## EXERCISE
Pull out every line below that contains the string "roof", matching case exactly, and copy each one in full.

## EXCERPTED RECORDS
╭──

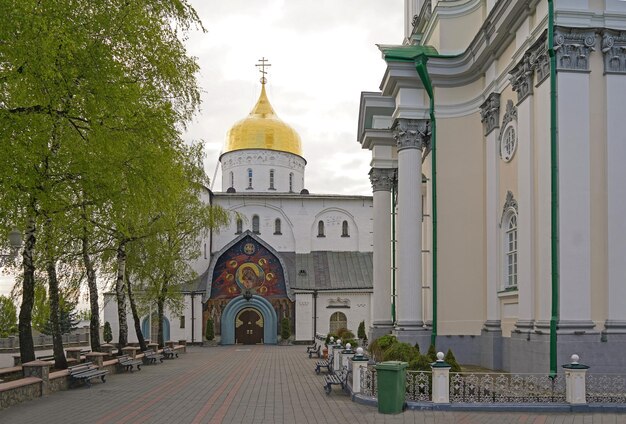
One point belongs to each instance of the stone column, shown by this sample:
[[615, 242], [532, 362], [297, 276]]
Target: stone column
[[573, 48], [614, 49], [382, 181], [411, 136], [491, 355]]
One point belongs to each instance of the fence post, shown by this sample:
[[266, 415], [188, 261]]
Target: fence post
[[357, 362], [441, 380], [575, 387]]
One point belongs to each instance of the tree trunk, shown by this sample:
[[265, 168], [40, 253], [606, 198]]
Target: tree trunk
[[133, 308], [27, 346], [121, 296], [94, 322], [60, 362]]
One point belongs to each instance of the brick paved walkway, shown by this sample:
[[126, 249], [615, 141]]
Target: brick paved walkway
[[257, 384]]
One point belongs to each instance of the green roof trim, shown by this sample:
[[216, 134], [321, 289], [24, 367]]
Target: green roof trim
[[406, 53]]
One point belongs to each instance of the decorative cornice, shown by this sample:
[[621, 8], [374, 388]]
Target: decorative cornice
[[509, 204], [382, 179], [490, 113], [573, 47], [614, 49], [411, 133]]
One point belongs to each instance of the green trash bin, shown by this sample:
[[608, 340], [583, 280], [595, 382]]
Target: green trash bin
[[391, 378]]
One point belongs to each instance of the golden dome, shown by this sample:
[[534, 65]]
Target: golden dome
[[262, 129]]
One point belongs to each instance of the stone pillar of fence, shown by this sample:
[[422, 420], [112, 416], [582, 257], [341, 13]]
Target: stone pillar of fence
[[337, 348], [355, 363], [575, 387], [441, 380], [39, 369]]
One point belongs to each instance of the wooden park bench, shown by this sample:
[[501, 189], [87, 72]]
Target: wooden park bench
[[85, 373], [169, 353], [151, 357], [338, 378], [324, 363], [316, 352], [311, 348], [127, 363]]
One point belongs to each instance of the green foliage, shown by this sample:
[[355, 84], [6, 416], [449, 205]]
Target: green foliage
[[285, 328], [361, 331], [401, 352], [344, 333], [108, 334], [421, 363], [378, 347], [210, 330], [8, 317], [432, 353], [451, 360]]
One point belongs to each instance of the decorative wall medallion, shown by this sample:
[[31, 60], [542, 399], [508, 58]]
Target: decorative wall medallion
[[490, 113], [508, 134]]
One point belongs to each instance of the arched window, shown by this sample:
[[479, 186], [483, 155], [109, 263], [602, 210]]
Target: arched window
[[239, 226], [272, 179], [510, 250], [249, 178], [320, 229], [344, 229], [338, 321], [255, 224]]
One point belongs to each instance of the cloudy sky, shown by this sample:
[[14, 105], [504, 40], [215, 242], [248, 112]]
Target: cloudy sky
[[323, 54]]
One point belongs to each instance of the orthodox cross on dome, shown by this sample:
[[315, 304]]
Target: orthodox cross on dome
[[263, 65]]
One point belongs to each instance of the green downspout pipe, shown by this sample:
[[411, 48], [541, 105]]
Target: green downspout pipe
[[554, 192], [422, 71], [393, 254]]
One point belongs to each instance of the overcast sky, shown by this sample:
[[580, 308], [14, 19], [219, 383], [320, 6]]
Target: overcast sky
[[323, 54]]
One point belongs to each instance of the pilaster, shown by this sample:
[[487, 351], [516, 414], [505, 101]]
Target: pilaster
[[490, 116], [614, 52], [573, 48], [411, 136], [382, 182]]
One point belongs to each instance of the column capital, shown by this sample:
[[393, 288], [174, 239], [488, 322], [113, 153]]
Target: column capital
[[490, 113], [411, 133], [573, 47], [614, 49], [382, 179]]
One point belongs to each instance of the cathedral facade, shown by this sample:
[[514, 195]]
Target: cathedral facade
[[287, 253], [498, 129]]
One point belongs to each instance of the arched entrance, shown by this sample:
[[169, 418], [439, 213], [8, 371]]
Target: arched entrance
[[249, 326]]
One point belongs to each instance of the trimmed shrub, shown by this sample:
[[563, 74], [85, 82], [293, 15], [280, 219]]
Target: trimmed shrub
[[107, 333], [210, 330], [401, 352], [361, 331], [285, 329], [451, 360]]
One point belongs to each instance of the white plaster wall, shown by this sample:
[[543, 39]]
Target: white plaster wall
[[261, 162], [299, 215]]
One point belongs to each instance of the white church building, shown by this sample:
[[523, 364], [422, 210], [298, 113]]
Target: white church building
[[287, 253], [498, 137]]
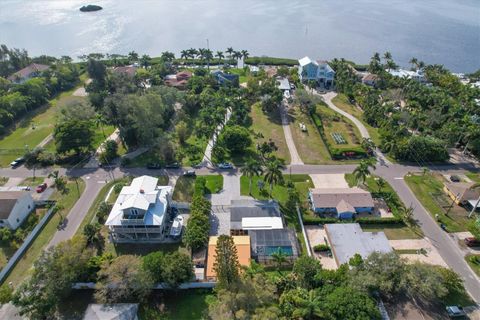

╰──

## REPLY TO THE EXERCISE
One point belongs to each instance of the green roof trim, shown by this sample:
Target: green roof trim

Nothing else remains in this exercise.